WORK TO COMPLETE: Every record has to be written out exactly, with no line missing.

[Items from a dataset]
======

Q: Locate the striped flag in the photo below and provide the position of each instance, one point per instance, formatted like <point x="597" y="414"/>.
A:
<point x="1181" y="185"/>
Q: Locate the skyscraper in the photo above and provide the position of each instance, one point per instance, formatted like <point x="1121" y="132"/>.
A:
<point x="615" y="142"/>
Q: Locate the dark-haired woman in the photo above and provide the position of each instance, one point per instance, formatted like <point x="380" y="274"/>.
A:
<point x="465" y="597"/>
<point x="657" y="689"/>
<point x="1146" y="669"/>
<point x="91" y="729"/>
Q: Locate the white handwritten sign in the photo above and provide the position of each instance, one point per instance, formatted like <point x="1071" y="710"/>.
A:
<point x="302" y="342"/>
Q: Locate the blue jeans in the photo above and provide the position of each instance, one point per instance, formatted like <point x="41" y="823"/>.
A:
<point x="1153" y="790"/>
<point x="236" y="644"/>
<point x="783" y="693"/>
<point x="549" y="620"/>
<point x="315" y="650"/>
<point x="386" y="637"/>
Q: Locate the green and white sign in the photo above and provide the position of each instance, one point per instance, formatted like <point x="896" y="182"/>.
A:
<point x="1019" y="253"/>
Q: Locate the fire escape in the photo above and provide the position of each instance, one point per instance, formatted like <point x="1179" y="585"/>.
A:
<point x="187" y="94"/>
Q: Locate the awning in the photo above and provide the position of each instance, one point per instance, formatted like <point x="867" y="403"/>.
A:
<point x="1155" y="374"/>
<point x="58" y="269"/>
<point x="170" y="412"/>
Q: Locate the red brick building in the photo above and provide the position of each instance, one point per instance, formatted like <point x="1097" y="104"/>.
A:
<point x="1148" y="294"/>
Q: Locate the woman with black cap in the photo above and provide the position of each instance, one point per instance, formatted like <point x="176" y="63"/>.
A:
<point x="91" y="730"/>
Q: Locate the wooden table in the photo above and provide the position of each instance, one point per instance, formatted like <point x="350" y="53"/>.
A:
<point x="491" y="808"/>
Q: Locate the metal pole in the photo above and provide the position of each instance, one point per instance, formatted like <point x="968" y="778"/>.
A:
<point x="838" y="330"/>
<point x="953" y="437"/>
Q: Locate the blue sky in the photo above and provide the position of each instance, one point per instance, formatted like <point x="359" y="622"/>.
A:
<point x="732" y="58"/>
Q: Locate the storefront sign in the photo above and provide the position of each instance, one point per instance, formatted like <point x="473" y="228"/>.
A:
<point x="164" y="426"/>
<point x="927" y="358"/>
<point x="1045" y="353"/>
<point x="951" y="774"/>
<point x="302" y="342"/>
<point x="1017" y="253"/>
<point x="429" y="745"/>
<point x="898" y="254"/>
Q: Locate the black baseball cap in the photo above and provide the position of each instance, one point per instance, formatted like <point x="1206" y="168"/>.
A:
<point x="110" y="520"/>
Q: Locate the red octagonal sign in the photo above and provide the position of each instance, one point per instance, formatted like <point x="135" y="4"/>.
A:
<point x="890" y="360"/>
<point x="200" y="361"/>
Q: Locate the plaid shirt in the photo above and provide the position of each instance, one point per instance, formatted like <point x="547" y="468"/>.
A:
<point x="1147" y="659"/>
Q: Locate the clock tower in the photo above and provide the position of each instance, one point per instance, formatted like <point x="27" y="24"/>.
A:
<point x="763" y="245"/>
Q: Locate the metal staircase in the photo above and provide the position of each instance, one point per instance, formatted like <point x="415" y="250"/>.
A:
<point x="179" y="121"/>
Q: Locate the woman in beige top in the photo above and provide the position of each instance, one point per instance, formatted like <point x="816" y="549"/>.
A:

======

WRITTEN REPLY:
Q: Locate the striped flag in the photo below and provide the position of each instance, one point per instance, formatted like <point x="597" y="414"/>.
A:
<point x="1181" y="185"/>
Q: Locate the skyscraper in the photo above and provide the position of each instance, one point per instance, formatted like <point x="1121" y="132"/>.
A:
<point x="615" y="142"/>
Q: Locate the dark-haired woman in the photo above and provide the position of each instance, one point per instance, formatted like <point x="380" y="274"/>.
A:
<point x="465" y="597"/>
<point x="657" y="689"/>
<point x="1146" y="669"/>
<point x="91" y="729"/>
Q: Locate the white handwritten sign in the photo above and provide the position of each instance, one point per instance, formatted like <point x="1071" y="710"/>.
A:
<point x="302" y="342"/>
Q: Locate the blue jeans in the photo above and provide the position of each instance, one point per instance, formatted like <point x="41" y="823"/>.
A:
<point x="1153" y="790"/>
<point x="236" y="644"/>
<point x="783" y="693"/>
<point x="549" y="620"/>
<point x="315" y="650"/>
<point x="386" y="637"/>
Q: Locate the green and white sign in the photo above and provide the position of each instance, one point per instance, formatted like <point x="896" y="182"/>.
A:
<point x="1019" y="253"/>
Q: Locate the fire escape in the photo above and provide the position of each instance, one point per instance, formatted like <point x="1179" y="585"/>.
A:
<point x="187" y="94"/>
Q: Locate the awning in the photo above and provide the position of each instance, one point per instance, formatted like <point x="867" y="403"/>.
A:
<point x="1155" y="374"/>
<point x="58" y="269"/>
<point x="170" y="412"/>
Q: Locate the red brick building in the photo above and provide the position of each instance, one point per instance, formatted like <point x="1097" y="104"/>.
A:
<point x="1148" y="294"/>
Q: Locate the woman with black cap in the photo above and provide the position of each instance, one point per instance, formatted like <point x="176" y="63"/>.
A:
<point x="91" y="730"/>
Q: Locate the wooden table in the photo above and provide the position of each instance, one point per instance, formatted like <point x="350" y="53"/>.
A:
<point x="491" y="808"/>
Q: Locate the metal pole in the photo above and provide the position of each instance, one point per instance, formatted like <point x="968" y="778"/>.
A:
<point x="838" y="330"/>
<point x="953" y="437"/>
Q: Locate the blue sky in the photo above and provide the position of each instance, one point per instance, formatted like <point x="359" y="622"/>.
A:
<point x="732" y="58"/>
Q: Locate the storefront sign in the photo above and provide the position of each instance, one point per instance, formatted like <point x="473" y="228"/>.
A:
<point x="164" y="426"/>
<point x="927" y="358"/>
<point x="1045" y="353"/>
<point x="951" y="774"/>
<point x="302" y="342"/>
<point x="1017" y="253"/>
<point x="429" y="745"/>
<point x="898" y="254"/>
Q: Locate the black baseball cap in the photo above and provide the position of each instance, one point per instance, formatted like <point x="1206" y="168"/>.
A:
<point x="110" y="520"/>
Q: Locate the red octagonal sign in the photo above and provide the position of each instance, one point per instance, formatted like <point x="135" y="4"/>.
A:
<point x="890" y="360"/>
<point x="200" y="361"/>
Q: Locate the plaid shirt in the photo above and provide the position of each instance, one point per instance, formatted like <point x="547" y="468"/>.
A:
<point x="1147" y="659"/>
Q: Locate the clock tower in the photo above and provide the position of each instance, one point per instance, formatted like <point x="27" y="24"/>.
A:
<point x="763" y="245"/>
Q: Locate the metal staircase in the photo above and provide the position of each instance, one point per instance, formatted like <point x="415" y="250"/>.
A:
<point x="179" y="121"/>
Q: Locate the woman in beige top in the photo above and provide the position of each instance, one point per instance, formatted like <point x="816" y="549"/>.
A:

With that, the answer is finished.